**EXTRACT:**

The assassination of Bronisław Pieracki was a target killing of Poland's top politician of the interwar period, Minister of Interior Bronisław Pieracki (1895-1934), by the Organization of Ukrainian Nationalists (OUN).

OUN was formed in Poland as an amalgamation of a number of extreme right-wing organizations, including the Union of Ukrainian Fascists. From the moment of its founding in 1929, fascism played a central role in the organization, combining extreme ethno-nationalism with terrorism, corporatism, and anti-Semitism. The chosen assassin, Hryhorij Maciejko pseudonym "Gonta", was a trusted member of OUN.

History

The assassination plan was decided at an OUN meeting in Berlin. Maciejko was supplied with a makeshift bomb and a 7.65mm caliber pistol from Bandera. In the morning of 15 June 1934 Maciejko (aged 31) appeared at the Foksal Street in Warsaw in front of a social club frequented by Pieracki. He waited there for several hours undetected. The minister arrived in his limousine at 3:30 pm; however, Maciejko's bomb failed. He pulled the gun and shot the minister from behind twice in the back of his head. Maciejko escaped successfully with the help of OUN emissaries as far as Czechoslovakia and then to Argentina. The state funeral of Pieracki was attended by some 100,000 people. The coffin was sent to Nowy Sącz in a special train and laid in his family tomb.

**SET PROBLEM A:**
According to the text on the Pieracki assassination, roughly how many people attended the minister's state funeral?
**SET PROBLEM B:**
Reproduce the part of the Pieracki assassination text that begins at the words "The assassination plan" and stops after "his family tomb.".
The records that follow come from a separate source.

**EXTRACTED DATA:**
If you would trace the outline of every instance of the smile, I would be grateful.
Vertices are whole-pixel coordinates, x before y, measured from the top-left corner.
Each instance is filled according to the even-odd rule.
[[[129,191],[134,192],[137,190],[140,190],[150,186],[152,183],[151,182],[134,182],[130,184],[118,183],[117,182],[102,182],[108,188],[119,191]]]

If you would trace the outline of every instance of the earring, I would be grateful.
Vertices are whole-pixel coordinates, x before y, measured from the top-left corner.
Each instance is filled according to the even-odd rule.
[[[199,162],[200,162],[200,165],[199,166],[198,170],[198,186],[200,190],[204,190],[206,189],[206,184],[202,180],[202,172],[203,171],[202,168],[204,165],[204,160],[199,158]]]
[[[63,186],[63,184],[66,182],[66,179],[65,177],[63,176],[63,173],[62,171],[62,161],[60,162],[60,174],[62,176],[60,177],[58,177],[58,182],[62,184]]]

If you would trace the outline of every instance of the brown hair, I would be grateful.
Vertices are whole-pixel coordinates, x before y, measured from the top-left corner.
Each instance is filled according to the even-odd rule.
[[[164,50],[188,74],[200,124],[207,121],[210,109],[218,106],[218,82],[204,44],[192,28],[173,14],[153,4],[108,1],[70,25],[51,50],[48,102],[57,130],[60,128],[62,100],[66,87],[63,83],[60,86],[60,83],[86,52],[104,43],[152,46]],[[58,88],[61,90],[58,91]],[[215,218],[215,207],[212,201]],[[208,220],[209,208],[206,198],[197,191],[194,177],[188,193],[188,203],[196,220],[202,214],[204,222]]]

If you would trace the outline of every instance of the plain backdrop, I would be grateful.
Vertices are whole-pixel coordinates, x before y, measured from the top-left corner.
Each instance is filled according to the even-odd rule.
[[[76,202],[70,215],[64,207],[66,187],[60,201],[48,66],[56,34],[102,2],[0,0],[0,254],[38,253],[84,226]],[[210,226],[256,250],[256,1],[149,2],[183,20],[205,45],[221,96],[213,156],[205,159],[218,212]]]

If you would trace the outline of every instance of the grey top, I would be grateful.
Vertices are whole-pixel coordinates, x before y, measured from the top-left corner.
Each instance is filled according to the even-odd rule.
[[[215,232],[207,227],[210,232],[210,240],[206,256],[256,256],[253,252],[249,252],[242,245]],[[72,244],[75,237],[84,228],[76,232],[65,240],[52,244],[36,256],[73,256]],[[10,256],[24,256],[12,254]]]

**TASK RESPONSE A:**
Some 100,000 people attended it.

**TASK RESPONSE B:**
The assassination plan was decided at an OUN meeting in Berlin. Maciejko was supplied with a makeshift bomb and a 7.65mm caliber pistol from Bandera. In the morning of 15 June 1934 Maciejko (aged 31) appeared at the Foksal Street in Warsaw in front of a social club frequented by Pieracki. He waited there for several hours undetected. The minister arrived in his limousine at 3:30 pm; however, Maciejko's bomb failed. He pulled the gun and shot the minister from behind twice in the back of his head. Maciejko escaped successfully with the help of OUN emissaries as far as Czechoslovakia and then to Argentina. The state funeral of Pieracki was attended by some 100,000 people. The coffin was sent to Nowy Sącz in a special train and laid in his family tomb.